-- Brief --
List each line of the entries below that contains the word "apple".

-- Dataset excerpts --

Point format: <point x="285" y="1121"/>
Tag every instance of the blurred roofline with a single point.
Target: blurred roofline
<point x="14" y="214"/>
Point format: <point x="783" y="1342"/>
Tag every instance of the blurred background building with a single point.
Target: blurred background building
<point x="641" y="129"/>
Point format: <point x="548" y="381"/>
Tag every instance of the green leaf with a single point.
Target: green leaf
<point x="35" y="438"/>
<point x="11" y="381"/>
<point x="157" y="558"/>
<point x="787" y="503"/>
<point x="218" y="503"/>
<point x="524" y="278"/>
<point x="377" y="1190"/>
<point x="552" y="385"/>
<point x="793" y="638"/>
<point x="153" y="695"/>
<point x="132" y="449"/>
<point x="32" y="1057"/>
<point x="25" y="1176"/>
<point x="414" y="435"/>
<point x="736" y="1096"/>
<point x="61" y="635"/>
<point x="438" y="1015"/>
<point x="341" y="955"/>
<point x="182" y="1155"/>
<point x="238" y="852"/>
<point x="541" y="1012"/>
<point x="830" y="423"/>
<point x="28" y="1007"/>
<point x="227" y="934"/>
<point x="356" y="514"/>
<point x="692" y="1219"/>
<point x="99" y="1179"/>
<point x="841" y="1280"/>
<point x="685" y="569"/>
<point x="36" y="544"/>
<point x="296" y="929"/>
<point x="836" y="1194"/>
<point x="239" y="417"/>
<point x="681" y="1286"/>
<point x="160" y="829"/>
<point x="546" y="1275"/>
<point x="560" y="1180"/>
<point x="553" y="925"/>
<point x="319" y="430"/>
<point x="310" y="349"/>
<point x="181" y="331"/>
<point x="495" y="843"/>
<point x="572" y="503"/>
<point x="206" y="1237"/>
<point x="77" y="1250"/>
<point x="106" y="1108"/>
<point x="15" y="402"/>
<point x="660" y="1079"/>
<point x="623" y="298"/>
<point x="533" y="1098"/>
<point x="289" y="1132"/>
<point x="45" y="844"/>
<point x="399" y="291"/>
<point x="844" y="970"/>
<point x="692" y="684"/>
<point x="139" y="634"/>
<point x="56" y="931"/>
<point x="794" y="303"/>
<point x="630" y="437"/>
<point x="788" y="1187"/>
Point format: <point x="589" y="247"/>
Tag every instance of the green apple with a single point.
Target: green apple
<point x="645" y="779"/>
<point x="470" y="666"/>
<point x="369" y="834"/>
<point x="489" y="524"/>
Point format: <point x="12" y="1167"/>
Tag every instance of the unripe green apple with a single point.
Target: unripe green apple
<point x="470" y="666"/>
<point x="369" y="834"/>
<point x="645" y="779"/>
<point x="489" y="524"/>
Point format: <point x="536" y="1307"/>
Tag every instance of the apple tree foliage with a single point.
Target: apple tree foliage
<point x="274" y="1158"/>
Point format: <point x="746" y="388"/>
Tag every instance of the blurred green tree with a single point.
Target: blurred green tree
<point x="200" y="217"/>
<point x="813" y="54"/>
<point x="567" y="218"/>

-- Result of this exercise --
Tag every instance of the green apple with a single point.
Target: green apple
Tag every instance of the unripe green apple with a single point.
Target: unripe green apple
Tag every instance of the apple tree foliage with a single point.
Target: apple tree foliage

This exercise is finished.